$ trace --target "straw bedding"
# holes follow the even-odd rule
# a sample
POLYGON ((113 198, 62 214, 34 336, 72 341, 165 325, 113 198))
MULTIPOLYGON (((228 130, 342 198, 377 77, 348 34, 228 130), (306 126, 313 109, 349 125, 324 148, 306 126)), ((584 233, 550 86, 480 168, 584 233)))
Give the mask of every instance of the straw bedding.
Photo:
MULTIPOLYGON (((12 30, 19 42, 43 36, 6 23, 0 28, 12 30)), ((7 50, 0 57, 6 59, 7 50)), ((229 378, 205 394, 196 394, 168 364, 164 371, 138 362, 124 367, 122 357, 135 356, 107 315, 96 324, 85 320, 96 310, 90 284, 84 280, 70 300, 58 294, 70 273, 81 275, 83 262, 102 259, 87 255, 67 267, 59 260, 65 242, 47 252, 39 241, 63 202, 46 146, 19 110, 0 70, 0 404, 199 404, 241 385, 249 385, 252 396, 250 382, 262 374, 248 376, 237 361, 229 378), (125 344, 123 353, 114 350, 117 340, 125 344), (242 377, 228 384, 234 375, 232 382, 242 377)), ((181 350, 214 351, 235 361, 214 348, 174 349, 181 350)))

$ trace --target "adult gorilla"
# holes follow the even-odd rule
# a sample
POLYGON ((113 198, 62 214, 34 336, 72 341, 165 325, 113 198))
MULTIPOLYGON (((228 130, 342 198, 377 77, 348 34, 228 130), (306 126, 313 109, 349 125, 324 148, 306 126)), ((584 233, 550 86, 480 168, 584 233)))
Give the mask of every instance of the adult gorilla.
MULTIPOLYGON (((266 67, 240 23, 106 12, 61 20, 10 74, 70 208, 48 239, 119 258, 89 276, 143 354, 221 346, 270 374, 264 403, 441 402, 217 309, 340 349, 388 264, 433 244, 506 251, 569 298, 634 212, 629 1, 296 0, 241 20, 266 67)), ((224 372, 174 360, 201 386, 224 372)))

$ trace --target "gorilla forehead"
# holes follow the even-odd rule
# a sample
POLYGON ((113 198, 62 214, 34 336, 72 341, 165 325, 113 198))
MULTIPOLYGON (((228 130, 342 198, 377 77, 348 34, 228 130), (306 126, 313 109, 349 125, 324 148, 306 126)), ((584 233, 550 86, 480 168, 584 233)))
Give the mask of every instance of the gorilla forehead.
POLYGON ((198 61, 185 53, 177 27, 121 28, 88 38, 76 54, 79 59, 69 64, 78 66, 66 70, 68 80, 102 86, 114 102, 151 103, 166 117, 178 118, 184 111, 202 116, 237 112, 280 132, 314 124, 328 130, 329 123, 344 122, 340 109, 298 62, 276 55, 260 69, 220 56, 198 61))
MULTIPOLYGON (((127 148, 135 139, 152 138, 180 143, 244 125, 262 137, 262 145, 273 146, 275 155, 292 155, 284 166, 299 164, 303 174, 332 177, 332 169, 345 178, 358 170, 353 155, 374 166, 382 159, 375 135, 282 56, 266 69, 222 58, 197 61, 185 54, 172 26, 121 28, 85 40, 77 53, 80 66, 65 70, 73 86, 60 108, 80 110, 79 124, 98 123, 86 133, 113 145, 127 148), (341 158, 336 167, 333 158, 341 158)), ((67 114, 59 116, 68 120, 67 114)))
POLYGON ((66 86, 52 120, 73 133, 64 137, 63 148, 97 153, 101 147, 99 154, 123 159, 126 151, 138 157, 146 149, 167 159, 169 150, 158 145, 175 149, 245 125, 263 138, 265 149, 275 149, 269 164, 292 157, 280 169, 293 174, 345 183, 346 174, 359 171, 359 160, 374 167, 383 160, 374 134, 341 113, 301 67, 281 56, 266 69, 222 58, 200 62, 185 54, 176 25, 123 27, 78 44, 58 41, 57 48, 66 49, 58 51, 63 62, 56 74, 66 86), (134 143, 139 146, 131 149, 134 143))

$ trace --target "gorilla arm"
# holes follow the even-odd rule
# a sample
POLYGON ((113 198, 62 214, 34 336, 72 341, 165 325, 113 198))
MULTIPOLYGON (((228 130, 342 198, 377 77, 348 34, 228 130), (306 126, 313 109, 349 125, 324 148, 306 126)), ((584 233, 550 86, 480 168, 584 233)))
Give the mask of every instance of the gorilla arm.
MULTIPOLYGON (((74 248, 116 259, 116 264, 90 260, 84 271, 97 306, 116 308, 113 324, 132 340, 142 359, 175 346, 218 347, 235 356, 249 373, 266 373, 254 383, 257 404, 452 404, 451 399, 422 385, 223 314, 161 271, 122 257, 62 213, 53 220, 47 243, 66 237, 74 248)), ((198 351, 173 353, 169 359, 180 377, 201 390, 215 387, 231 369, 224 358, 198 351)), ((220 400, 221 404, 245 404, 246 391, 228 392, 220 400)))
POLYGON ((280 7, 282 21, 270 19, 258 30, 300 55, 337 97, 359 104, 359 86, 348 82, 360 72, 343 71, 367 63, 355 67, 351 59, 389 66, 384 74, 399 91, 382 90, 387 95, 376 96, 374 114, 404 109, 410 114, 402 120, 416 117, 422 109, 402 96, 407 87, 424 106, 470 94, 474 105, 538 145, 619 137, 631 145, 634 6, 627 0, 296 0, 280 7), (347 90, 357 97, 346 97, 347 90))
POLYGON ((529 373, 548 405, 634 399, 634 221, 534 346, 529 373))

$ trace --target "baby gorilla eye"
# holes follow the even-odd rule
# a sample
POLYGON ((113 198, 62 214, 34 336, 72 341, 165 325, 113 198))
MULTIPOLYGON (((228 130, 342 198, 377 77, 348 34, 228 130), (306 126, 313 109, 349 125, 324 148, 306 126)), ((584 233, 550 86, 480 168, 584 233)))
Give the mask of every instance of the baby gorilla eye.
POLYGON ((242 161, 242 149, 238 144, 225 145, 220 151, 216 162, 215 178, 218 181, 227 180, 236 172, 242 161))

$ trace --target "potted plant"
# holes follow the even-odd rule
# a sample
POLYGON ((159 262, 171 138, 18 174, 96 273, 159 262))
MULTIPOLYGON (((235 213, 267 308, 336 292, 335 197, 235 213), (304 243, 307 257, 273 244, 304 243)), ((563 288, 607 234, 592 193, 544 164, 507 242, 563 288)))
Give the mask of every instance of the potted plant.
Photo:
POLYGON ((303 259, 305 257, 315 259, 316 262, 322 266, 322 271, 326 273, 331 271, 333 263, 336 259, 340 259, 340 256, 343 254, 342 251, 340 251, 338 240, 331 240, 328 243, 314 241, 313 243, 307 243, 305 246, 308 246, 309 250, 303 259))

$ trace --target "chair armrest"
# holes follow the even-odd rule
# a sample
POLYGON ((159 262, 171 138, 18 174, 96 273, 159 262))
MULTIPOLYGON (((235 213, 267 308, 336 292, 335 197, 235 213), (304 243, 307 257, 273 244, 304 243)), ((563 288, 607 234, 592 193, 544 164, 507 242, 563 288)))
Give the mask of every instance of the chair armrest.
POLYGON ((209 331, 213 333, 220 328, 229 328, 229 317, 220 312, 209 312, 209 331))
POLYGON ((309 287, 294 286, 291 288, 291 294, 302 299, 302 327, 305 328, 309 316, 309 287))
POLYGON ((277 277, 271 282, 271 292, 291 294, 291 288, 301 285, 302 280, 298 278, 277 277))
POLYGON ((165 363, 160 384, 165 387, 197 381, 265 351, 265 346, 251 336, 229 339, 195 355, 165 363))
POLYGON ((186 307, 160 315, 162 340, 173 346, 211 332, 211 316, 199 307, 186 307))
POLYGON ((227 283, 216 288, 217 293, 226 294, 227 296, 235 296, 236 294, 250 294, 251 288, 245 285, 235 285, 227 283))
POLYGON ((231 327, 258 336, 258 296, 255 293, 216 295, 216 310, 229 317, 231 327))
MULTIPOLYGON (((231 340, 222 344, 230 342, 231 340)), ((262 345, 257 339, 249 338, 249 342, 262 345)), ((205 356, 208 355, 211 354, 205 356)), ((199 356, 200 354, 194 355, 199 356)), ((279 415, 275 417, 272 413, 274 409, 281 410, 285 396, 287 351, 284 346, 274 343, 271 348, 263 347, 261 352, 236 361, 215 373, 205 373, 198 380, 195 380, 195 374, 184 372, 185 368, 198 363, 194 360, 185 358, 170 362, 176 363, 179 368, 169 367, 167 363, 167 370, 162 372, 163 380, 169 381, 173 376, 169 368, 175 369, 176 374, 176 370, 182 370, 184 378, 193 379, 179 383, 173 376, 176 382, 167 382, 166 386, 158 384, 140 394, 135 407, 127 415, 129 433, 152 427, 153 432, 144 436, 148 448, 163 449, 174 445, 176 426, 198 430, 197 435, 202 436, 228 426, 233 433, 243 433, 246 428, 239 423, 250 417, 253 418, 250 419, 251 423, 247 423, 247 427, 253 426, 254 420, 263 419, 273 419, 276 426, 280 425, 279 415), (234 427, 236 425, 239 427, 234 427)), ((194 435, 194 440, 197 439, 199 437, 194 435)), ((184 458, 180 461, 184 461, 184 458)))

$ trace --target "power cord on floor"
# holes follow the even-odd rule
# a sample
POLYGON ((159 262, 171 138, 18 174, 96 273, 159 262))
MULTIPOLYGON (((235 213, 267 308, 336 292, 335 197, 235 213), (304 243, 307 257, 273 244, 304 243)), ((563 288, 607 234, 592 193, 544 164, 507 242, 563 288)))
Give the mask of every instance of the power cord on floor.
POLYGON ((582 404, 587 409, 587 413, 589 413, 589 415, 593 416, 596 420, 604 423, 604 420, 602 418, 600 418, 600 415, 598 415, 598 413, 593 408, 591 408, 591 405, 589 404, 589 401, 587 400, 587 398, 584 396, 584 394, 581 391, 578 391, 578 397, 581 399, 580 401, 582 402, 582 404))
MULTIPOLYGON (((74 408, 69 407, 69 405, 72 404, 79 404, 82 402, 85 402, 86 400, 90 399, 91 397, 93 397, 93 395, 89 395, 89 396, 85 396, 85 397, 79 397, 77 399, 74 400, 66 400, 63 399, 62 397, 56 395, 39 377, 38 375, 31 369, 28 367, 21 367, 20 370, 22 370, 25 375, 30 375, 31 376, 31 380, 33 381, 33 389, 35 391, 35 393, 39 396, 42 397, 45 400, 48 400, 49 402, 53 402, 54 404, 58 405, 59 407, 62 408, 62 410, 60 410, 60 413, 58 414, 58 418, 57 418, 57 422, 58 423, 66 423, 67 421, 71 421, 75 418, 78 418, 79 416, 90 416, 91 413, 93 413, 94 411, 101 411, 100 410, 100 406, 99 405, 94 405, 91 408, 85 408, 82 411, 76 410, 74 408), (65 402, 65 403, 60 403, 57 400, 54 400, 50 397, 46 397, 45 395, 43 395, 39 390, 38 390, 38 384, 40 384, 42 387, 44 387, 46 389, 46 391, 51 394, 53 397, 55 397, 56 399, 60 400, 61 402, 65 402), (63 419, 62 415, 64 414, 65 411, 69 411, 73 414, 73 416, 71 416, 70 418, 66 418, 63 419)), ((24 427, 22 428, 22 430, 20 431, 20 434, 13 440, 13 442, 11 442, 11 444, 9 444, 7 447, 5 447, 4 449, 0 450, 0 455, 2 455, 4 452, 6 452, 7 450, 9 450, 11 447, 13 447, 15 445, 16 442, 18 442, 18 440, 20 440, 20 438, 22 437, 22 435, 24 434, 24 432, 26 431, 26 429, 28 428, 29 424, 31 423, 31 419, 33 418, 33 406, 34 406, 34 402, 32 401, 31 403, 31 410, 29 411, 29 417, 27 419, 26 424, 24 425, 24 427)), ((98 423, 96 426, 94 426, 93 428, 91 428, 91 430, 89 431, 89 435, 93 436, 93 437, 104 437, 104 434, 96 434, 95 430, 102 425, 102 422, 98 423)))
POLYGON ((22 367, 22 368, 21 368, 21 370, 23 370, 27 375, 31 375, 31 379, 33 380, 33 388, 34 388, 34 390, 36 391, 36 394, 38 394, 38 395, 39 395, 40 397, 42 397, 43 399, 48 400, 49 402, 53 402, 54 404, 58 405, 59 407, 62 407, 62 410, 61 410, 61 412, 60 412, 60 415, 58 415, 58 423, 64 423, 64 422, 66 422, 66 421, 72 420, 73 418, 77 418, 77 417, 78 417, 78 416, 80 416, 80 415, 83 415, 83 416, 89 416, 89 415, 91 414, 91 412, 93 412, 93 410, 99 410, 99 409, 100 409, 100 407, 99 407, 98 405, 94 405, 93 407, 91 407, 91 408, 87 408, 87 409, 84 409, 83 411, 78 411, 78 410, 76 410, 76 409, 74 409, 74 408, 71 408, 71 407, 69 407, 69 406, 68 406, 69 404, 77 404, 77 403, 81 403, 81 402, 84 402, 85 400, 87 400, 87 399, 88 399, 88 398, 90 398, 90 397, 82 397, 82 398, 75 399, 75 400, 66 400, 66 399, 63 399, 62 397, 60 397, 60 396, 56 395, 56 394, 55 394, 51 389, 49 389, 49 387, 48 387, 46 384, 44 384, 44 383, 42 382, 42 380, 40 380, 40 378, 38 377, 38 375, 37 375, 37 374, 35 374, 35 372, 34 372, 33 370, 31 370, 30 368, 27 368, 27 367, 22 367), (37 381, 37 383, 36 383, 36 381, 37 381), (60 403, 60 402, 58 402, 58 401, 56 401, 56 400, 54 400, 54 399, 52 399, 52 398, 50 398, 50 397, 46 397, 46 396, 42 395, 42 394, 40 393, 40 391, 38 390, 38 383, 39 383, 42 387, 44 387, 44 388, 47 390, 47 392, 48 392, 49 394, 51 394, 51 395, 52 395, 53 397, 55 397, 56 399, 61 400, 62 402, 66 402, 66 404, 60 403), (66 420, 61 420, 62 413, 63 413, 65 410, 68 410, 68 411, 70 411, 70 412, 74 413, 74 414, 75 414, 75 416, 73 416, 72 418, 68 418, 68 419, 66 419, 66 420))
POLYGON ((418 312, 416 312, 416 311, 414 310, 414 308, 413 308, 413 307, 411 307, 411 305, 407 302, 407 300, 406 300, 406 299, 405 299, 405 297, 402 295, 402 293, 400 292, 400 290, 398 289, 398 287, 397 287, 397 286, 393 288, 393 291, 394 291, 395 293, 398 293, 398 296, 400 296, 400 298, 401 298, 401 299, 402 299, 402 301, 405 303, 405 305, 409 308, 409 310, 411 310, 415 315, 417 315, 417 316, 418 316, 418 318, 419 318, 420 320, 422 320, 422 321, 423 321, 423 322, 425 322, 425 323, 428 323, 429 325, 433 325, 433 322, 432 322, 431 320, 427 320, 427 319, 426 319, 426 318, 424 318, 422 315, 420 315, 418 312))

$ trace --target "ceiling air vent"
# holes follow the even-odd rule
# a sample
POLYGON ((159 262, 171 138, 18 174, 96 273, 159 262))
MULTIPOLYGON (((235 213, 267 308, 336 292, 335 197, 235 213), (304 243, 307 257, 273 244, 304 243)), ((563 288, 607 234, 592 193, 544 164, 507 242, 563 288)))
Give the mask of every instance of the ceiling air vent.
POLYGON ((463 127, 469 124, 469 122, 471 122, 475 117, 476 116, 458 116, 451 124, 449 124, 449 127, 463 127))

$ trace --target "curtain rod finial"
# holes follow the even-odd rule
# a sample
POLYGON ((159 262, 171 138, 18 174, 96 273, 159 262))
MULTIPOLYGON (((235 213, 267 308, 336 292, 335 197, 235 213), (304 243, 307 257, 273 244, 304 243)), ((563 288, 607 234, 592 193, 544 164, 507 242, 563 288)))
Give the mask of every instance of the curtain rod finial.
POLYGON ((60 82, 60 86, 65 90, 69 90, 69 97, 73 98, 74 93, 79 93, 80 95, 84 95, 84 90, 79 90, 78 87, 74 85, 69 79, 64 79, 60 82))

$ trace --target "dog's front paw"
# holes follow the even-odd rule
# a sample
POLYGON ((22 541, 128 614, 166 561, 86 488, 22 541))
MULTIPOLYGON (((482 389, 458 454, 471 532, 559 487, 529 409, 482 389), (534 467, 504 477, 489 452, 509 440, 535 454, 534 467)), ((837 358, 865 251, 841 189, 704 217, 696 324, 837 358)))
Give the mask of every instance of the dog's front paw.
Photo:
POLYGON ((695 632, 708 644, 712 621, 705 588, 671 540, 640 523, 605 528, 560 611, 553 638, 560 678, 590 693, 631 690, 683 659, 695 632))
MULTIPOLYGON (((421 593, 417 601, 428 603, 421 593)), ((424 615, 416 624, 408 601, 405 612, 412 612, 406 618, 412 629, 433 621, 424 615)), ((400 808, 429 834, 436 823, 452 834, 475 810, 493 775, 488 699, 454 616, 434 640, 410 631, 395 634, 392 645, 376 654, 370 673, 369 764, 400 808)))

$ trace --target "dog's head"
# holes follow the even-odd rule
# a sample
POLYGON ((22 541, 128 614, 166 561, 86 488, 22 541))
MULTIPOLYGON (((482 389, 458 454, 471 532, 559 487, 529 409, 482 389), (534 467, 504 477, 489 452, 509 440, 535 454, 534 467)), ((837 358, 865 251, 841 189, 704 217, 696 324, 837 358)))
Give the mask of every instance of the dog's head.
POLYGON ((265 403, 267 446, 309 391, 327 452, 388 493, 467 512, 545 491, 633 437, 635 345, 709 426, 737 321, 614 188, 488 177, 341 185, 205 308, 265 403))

------------------------------------------------

### ABOUT THIS TASK:
Every line of the data above that includes "plant" should be listed.

### RESULT:
$ trace --target "potted plant"
Give the mask of every instance of the potted plant.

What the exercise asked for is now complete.